Required work: Although pictures appear in the entries below, leave them out and print exactly the lines from the first line through the line containing "[pin] pile of".

Supplied records:

Start of Block

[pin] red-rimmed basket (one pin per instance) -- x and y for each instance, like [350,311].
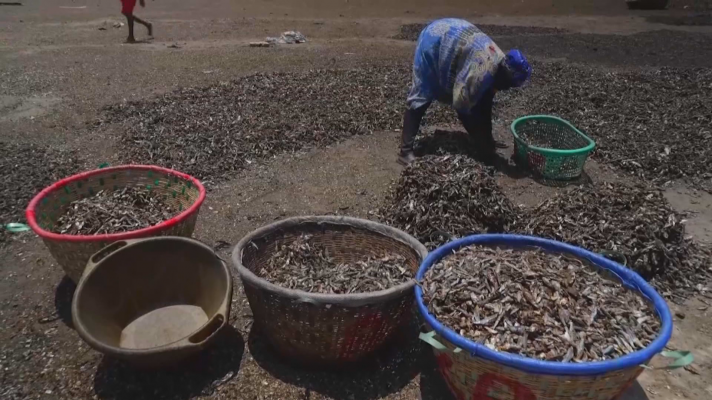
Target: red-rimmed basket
[73,251]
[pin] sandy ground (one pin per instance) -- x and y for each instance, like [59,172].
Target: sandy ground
[57,69]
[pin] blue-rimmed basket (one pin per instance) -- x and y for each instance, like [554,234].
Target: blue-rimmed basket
[473,371]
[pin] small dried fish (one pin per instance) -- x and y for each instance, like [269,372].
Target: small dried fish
[546,321]
[307,266]
[122,210]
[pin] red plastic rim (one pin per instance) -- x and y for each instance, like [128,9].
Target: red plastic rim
[32,220]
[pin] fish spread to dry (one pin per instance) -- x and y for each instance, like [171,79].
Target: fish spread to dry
[305,265]
[540,305]
[106,212]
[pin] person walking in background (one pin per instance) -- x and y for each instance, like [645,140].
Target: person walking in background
[127,7]
[457,64]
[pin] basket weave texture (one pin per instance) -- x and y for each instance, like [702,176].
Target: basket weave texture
[72,252]
[474,371]
[316,328]
[566,152]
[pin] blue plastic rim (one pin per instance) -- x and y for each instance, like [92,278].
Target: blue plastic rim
[628,278]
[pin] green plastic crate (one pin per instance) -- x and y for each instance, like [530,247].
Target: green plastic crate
[550,147]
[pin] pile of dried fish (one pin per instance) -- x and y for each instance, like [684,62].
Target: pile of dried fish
[539,305]
[648,123]
[633,225]
[209,132]
[307,266]
[412,31]
[25,169]
[123,210]
[548,139]
[441,197]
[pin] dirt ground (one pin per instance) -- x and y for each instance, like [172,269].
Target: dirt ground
[61,61]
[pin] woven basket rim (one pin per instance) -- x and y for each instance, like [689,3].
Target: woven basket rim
[348,300]
[580,151]
[630,279]
[30,213]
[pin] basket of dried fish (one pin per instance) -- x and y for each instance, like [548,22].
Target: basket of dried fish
[80,215]
[328,290]
[538,318]
[550,147]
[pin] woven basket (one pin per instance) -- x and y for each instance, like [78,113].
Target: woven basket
[73,251]
[472,370]
[569,147]
[318,328]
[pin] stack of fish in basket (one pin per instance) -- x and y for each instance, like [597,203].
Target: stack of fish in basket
[537,319]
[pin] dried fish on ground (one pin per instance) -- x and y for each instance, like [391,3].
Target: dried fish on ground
[25,169]
[122,210]
[305,265]
[633,225]
[441,197]
[536,304]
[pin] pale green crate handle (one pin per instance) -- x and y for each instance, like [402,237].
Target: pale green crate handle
[682,359]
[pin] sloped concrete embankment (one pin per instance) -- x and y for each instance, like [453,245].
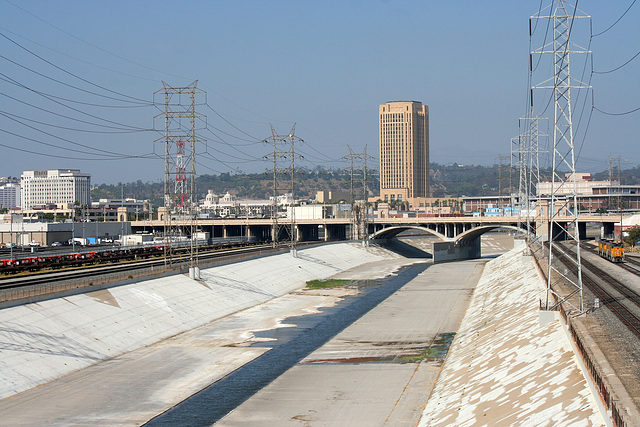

End of Block

Written reply:
[pin] red-rimmed basket (one pin per instance) -- x and y for each instance, like [350,311].
Target: red-rimmed basket
[73,251]
[pin] sandy ground (one pin per instance) -- x and y for each instance, like [59,172].
Target: sandy ground
[57,69]
[pin] blue-rimmed basket (one pin per instance) -- x and y for each instance, like [554,234].
Target: blue-rimmed basket
[473,371]
[pin] small dried fish (one pin per instance) -- x and y for each instance, like [269,372].
Target: small dried fish
[546,321]
[307,266]
[122,210]
[pin] red plastic rim (one pin per instance) -- x and y for each instance, like [128,9].
Target: red plastic rim
[32,220]
[pin] fish spread to dry (one pin per instance) -- x and y for each instance, like [171,79].
Target: fish spread to dry
[305,265]
[540,305]
[106,212]
[pin] person walking in background (one pin per instance) -- x and y for each instance, like [645,140].
Target: person walking in background
[127,7]
[457,64]
[pin] basket weave texture (one pin per instance) -- x and y for each instance, like [702,176].
Target: basket weave texture
[72,252]
[474,371]
[316,328]
[566,152]
[pin] blue plastic rim (one pin per instance) -- x and y for each instance, like [92,278].
Target: blue plastic rim
[628,278]
[pin] green plastic crate (one pin per instance) -- x and y for each instance, like [530,247].
Target: green plastic crate
[550,147]
[pin] pile of dried fish (one pin per instance) -- x and y for each instance, like [684,62].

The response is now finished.